▸ PAGE TEXT
##############################

And so you went to live there but how did the rug-making enterprise begin?
We came out of the New York art world and had no feeling or idea about making a product. Anyway, what we saw in China was all these amazing crafts and frankly, crappy design. We had this idea you could make anything. We went for that first year and [my husband] Brad said, “Do you want to collaborate on a rug for our loft on 22nd street?” We set up a painting studio in our [Chinese] bedroom. We went in on the ground as two artists with empty pockets—we were not rich Americans. We didn’t know what we were doing. We ended up taking over a state-run factory and [eventually] a group of weavers who only worked for us.
We hear that from a lot of designers that when they travel, they see great craftsmanship but a lack of design. Why does that happen?
I think these were closed countries and those kinds of arts weren’t supported. Anything that seems maybe modern was “dangerous” to the government in some way. You have to realize that in China, which is different from India, because India has some beautiful things, there was a period in China around the Cultural Revolution where everybody dressed the same. It was all conformity.









Can good art still be made even if an artist is “collaborating” with the state, or forced to collaborate? And is there some subversion present in so-called government-approved art?
I think some of the artists who collaborated were forced to collaborate and maybe they played with it—however I think there were some who believed in the cause. And the cause was, I think, virtuous at some time. There is interesting political art. We were in Vietnam and we ran into the chief propaganda artist from North Vietnam. We went and saw a lot of paintings he did and we bought some. They were depictive of atrocities that America had done—and it was pretty fascinating.
Those political works become more interesting as time goes by and you look back at the period but at the time …
At the time, you think you’re being preached to.




What did you learn from all this experience with China?
What I’ve learned from China is not really so much “China”. What I learned by being there and how my life changed was that you can have an idea and if you push hard enough, you can create something—if you have the will. And I learned that it is a lot harder than you think it is.
How did the jewelry happen?

##############################

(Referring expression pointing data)
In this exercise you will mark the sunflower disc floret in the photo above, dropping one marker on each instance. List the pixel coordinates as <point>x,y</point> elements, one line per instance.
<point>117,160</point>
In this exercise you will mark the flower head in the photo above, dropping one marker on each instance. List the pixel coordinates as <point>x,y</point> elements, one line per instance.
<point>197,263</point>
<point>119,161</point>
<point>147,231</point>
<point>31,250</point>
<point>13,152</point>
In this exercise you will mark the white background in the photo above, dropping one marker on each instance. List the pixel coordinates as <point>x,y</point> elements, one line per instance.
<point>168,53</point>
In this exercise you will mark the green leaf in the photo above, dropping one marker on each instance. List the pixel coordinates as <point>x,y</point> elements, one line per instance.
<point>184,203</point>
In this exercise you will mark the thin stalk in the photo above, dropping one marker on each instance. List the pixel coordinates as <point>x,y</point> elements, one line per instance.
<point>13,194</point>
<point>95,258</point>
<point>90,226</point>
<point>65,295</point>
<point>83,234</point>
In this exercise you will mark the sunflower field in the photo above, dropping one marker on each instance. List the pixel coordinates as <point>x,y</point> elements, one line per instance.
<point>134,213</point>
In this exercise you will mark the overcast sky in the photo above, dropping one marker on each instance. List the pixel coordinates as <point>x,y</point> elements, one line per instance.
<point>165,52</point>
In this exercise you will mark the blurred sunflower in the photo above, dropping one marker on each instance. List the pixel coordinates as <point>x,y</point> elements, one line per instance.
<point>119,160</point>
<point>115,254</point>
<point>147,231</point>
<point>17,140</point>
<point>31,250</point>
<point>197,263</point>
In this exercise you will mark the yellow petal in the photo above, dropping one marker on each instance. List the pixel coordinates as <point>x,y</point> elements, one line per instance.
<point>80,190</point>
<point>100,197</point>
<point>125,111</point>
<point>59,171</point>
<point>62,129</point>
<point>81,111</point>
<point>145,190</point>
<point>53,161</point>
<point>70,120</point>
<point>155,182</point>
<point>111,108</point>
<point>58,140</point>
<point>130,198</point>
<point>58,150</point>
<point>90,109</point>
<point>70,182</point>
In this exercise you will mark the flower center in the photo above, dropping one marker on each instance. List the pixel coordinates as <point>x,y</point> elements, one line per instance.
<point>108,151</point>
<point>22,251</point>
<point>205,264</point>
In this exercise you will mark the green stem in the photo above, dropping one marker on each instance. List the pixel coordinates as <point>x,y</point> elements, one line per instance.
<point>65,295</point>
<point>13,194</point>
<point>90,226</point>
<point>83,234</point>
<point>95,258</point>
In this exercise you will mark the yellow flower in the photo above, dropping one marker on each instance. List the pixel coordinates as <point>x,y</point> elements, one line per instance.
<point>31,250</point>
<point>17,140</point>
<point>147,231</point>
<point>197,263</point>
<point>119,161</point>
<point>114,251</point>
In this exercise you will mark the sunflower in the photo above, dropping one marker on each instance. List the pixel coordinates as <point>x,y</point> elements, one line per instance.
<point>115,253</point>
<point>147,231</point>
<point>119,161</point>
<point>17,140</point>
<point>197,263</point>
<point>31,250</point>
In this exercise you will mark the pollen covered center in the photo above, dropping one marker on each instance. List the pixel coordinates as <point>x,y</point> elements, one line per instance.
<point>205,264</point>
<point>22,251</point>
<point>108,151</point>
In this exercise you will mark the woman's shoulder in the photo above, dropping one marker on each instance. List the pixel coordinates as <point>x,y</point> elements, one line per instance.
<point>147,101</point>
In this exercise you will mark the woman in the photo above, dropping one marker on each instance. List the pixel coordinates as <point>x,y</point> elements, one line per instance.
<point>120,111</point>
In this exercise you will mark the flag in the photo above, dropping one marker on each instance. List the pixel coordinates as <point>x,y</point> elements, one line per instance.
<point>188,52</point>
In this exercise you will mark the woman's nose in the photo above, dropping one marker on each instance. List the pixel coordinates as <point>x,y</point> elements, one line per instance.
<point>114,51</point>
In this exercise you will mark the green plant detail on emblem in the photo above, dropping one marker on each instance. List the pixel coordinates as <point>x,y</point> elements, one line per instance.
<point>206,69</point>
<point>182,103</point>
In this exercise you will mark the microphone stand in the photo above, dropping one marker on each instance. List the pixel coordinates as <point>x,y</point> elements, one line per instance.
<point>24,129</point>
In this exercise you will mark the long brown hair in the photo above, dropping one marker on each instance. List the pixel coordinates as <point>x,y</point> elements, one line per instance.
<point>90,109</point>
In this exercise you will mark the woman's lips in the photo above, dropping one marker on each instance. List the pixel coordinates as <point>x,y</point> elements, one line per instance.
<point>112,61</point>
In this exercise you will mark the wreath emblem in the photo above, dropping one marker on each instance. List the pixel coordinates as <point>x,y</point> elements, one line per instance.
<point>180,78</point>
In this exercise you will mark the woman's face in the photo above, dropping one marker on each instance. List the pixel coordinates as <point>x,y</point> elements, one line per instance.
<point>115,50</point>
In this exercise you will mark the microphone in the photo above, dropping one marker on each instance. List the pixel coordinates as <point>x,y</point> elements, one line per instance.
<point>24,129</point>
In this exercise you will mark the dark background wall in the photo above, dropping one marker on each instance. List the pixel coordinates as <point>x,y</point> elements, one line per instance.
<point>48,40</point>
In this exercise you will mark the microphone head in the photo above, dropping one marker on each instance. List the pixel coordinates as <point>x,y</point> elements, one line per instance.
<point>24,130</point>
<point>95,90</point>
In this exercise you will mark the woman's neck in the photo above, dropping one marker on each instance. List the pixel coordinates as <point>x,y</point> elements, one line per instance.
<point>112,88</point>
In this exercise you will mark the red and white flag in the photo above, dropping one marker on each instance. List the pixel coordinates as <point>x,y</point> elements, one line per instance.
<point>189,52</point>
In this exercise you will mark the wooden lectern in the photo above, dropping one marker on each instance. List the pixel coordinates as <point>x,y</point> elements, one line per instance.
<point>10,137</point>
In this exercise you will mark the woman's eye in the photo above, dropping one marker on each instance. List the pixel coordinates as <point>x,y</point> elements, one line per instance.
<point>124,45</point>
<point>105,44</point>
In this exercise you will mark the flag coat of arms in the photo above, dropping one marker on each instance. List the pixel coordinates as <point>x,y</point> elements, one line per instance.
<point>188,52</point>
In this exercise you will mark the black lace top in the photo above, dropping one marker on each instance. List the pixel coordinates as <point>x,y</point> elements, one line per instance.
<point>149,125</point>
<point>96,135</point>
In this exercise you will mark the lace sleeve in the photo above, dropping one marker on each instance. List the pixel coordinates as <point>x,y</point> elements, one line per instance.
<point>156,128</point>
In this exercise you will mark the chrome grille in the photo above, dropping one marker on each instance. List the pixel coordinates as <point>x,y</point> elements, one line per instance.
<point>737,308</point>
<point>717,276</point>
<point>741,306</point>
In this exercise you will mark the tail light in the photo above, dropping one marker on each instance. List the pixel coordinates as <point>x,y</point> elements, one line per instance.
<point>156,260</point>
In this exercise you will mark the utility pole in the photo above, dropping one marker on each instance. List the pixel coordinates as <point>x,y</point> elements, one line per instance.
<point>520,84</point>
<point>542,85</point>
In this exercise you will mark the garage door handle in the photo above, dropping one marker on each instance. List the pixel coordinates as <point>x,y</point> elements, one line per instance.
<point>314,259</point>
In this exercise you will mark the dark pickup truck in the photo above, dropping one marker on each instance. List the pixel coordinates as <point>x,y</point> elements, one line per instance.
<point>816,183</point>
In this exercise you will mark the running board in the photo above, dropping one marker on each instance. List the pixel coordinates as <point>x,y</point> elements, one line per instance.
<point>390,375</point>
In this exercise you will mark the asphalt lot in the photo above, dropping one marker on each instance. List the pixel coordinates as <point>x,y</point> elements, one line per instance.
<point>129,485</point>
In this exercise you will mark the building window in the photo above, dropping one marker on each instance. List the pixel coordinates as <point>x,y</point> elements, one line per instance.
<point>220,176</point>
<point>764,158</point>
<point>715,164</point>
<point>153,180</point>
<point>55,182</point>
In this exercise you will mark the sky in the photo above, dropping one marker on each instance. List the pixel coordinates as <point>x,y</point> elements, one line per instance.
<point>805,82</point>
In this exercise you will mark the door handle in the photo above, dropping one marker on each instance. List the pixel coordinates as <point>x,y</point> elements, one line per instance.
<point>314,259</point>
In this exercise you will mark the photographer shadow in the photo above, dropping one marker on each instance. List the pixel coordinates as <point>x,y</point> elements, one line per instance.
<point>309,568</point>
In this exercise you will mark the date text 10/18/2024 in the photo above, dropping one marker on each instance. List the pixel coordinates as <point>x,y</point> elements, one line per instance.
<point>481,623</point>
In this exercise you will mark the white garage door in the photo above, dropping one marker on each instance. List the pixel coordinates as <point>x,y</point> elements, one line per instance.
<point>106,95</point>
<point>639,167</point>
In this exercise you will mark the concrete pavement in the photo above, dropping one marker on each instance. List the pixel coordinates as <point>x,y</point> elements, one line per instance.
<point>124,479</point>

##############################

Proceed with the interview about the rug-making venture in China, starting after the question about the jewelry. The records have no connection to the text.

▸ EXERCISE OUTPUT
When we started the carpets, I had to learn to run a business, which is not my strong suit. And while I was learning to be a secretary, literally—I had never even had a computer—and while Brad was working on the transformations of our designs [into carpets] I needed to do something hands on. I found I couldn’t get into the studio and just paint for an hour because the kind of concentration painting takes is longer than that hour. So I started wandering the back streets of Hong Kong and found stones, which I started to put together. When I make a piece, I don’t think about if all the beads or elements are going to fit together. I’m thinking of making a “drawing”. I don’t do it from a technical point of view. That’s what happened with the carpets too – we were the first ones to do irregular carpets, we really were. We were the first ones to do painterly things with carpets.










Are people still buying jewelry?
I think it’s interesting. When the recession came, we went down a little bit but we’re not huge—we’re very lean and mean, so we could pull back. I have a devoted clientele. It’s not a fair thing to say but Debbie [Janis’s partner] said that her mother says our thing is sort of costume jewelry for millionaires.
What tips would you give for wearing jewelry?
I like bold and I’m a real ring person. And I don’t wear a lot of it. Sometimes people wear too much jewelry. Also, if you wear glasses, avoid big earrings. I don’t wear twee, tiny things although I do like some of those things. You have to feel like it feels right for you. Otherwise it looks like a costume—that’s what happens when these stylists do it. Eventually all the [stars] look the same. I really miss the old Oscars when they made so many mistakes! I miss Cher! And Bjork!